▶ _Aim of the exercise_: Quote the records that follow in full and exactly; leave out the pictures.

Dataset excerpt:
· · · ·
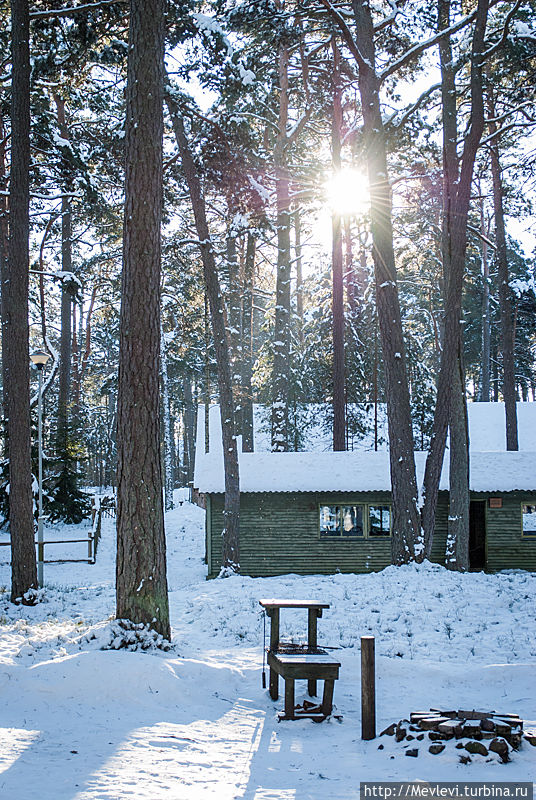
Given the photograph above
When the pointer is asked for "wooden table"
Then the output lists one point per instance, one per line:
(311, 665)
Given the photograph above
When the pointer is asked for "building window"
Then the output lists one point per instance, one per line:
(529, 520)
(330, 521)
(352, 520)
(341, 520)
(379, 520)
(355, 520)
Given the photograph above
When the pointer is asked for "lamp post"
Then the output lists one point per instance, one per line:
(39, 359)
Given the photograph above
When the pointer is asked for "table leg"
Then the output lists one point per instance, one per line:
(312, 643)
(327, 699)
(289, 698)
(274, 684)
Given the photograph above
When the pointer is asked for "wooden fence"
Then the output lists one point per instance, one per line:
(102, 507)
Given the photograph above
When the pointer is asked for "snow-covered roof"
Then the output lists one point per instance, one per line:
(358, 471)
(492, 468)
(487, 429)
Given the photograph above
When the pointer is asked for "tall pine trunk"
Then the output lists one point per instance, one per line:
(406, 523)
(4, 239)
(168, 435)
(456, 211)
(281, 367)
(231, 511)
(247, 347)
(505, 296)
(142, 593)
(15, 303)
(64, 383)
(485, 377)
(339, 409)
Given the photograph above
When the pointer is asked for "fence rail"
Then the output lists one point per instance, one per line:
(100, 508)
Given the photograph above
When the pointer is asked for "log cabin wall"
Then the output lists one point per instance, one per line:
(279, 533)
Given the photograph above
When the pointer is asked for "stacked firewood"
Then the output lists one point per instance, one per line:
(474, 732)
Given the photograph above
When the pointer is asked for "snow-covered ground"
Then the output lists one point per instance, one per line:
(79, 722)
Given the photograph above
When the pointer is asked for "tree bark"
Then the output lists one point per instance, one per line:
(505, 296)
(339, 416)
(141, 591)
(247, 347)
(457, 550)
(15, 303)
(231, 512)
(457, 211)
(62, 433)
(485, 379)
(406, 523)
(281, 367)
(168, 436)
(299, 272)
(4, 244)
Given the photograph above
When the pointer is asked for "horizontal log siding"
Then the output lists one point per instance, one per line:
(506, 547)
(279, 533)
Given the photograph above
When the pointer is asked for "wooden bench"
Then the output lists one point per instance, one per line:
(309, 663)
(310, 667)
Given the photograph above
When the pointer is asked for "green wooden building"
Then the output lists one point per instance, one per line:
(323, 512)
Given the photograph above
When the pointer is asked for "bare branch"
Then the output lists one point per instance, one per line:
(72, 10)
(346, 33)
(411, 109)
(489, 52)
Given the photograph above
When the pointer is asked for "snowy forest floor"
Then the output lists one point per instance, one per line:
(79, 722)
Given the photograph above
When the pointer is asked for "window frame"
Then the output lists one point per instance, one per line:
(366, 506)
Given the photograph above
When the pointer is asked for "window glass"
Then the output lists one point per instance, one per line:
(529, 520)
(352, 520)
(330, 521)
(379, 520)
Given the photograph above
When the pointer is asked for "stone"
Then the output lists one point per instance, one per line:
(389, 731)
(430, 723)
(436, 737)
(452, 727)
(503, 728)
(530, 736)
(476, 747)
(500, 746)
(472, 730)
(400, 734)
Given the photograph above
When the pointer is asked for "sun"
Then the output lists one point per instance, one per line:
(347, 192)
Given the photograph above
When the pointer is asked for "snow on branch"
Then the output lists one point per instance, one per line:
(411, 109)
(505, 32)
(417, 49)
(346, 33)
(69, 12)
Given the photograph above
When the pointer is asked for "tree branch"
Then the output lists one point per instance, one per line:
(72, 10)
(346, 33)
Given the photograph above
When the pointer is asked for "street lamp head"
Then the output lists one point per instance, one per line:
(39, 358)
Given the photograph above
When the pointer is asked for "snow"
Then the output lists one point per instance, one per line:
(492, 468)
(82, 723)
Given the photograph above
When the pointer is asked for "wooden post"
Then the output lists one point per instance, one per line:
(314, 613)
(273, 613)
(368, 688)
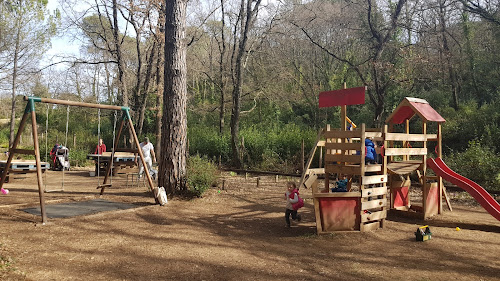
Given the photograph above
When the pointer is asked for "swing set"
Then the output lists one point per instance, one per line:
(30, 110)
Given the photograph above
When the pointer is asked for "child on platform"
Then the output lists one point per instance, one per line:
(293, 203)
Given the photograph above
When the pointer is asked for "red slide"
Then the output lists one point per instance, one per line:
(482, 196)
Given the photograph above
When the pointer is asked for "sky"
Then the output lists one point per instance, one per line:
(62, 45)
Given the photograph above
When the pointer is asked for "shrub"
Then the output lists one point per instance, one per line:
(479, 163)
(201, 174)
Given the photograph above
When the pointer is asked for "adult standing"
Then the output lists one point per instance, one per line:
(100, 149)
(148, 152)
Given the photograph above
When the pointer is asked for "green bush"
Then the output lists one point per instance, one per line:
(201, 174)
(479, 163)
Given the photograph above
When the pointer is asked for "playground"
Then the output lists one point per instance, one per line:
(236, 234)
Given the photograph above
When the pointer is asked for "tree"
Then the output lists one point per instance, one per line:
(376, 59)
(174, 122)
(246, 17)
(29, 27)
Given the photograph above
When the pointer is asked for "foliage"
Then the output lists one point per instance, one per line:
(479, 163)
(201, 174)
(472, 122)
· · · ·
▶ _Finished task_:
Given the photograph above
When the pointer is asked for "wooden table"
Then the output lists one point per instance, one per line:
(311, 665)
Given the photograph above
When the pointer is asked for "building window"
Then the output lists one point per instance, one per line:
(529, 520)
(330, 521)
(352, 520)
(341, 520)
(379, 520)
(355, 520)
Given the photograph above
When the pointer is asked for "lamp post"
Then the output lists one point per instance, one per line:
(39, 359)
Given the photograph above
When the pointer is asked for "table leg"
Then the output lists one point per instance, one per line:
(312, 643)
(327, 699)
(289, 698)
(274, 684)
Given the photograph above
When the pointer is asked for "wooden fence"
Then the output lists one point per instance, one per line:
(102, 507)
Given the photograph above
When the pointer is asked for "snow-covered roof"
Then the output lists one point per instance, one per line:
(358, 471)
(492, 468)
(487, 429)
Given the photograph above
When the pointer is asked for "tall pine trunk"
Then the output lists one point per instance, one per line:
(406, 523)
(4, 239)
(168, 435)
(456, 211)
(281, 367)
(231, 511)
(247, 347)
(505, 296)
(142, 593)
(15, 303)
(64, 383)
(485, 377)
(339, 409)
Given the photograph above
When the pointer is asked for "fence rail"
Then the output lists one point per instance, one per line:
(100, 508)
Given the photograph above
When the pointer is asked for "log cabin wall"
Then the output lists one point per instance, one per line:
(279, 533)
Given the photograph above
When the pointer is asked for "stacked firewood"
Then the output lists one point per instance, one per line:
(474, 732)
Given the photograph above
When the pointer is asked for "snow-covered ground"
Then the output lists one point per instance, one per line:
(79, 722)
Given the photograph above
When the pointer is asked for "tree bark"
Then the output lists one point per instance, one per line:
(505, 296)
(339, 416)
(141, 591)
(247, 347)
(457, 550)
(15, 303)
(231, 512)
(457, 211)
(62, 433)
(485, 379)
(406, 523)
(281, 367)
(168, 436)
(299, 272)
(4, 244)
Given the photograph above
When the pointer is asked for "horizontal log siding"
Then the output lists one point per instance, one per line:
(506, 547)
(279, 533)
Given the photograph above
When the pointer is asked for "wooden bench"
Then the output lists one point per instance, one per line:
(309, 663)
(310, 667)
Given the photograph above
When the pointer is asked for "green wooden building"
Then the output lists one point per instance, one per line:
(323, 512)
Given the photograph above
When the pointer is asked for "bare branch"
Then the output lists one point per instance, one per line:
(72, 10)
(346, 33)
(411, 109)
(489, 52)
Given the photograph above
When the pointer is asked for "snowy forest floor"
Then the output lists one point per instance, one per line:
(79, 722)
Given the photograph above
When the pointer is asked for "window frame"
Then the output lists one point per instance, one per line:
(366, 506)
Given the photograph above
When the pointer is asked for "window glass"
Then the output lists one point per instance, one per line:
(529, 520)
(352, 520)
(330, 521)
(379, 520)
Given the photograph above
When the pointer is asked for "stone"
Then the output lists one point per instance, one per line:
(389, 731)
(430, 723)
(436, 737)
(452, 727)
(503, 728)
(530, 736)
(476, 747)
(500, 746)
(472, 730)
(400, 734)
Given the photograph above
When the pointer is asked for "sun"
Then the output lists one point per instance, one per line:
(347, 192)
Given the photograph above
When the pointer is asked for "snow on branch"
Then the output lists one point per instance, one per line:
(411, 109)
(505, 32)
(417, 49)
(346, 33)
(69, 12)
Given the photograph above
When the pointer is asked for "tree branch"
Then the output lists one point per instance, one per line:
(72, 10)
(346, 33)
Given the photograph above
When the pointer is asked for "street lamp head"
Then the output lists one point per instance, one per line:
(39, 358)
Given the photograph above
When the pointer is asked for "snow"
Then the output lists one point per instance, one per line:
(492, 468)
(82, 723)
Given the photograph above
When the pointer is asked for "wooden post"
Then the output lists one point per instance, one per line:
(314, 613)
(273, 613)
(368, 688)
Given the photograph above
When the pointer is asked for "swing set"
Then the output lists one point per instance, one per line:
(30, 110)
Given the photograph above
When the pointer is asked for "child on platform"
Then the output lists one point per instance, one per line:
(293, 203)
Given the photograph above
When the pointer is asked for "red slide"
Then the output lists one point per instance, one per line:
(482, 196)
Given the photograph above
When the pointer is asked for "sky"
Then the output lists one point per instance, one per line:
(62, 45)
Given the photograph above
When the pointer is asked for "shrub"
Then the output lists one point per instance, one per line:
(479, 163)
(201, 174)
Given the photograph above
When the pointer is asked for "adult standing"
Then the output lists one point per instance, one per line:
(100, 149)
(148, 152)
Given the photograph above
When the pointer is asked for "green bush"
Then the output lists one point per instance, one per line:
(201, 174)
(479, 163)
Given the photograph above
When the pointer is asked for "playground"
Then the output lists one point per instance, one per line:
(236, 234)
Given the photograph above
When the pointer is asked for "tree"
Then the output lists one point per instance, one per line:
(376, 59)
(174, 122)
(246, 17)
(29, 27)
Given the photograph above
When the pointer is asked for "foliage"
Then the output lists one point per instance, one per line:
(479, 163)
(201, 174)
(472, 122)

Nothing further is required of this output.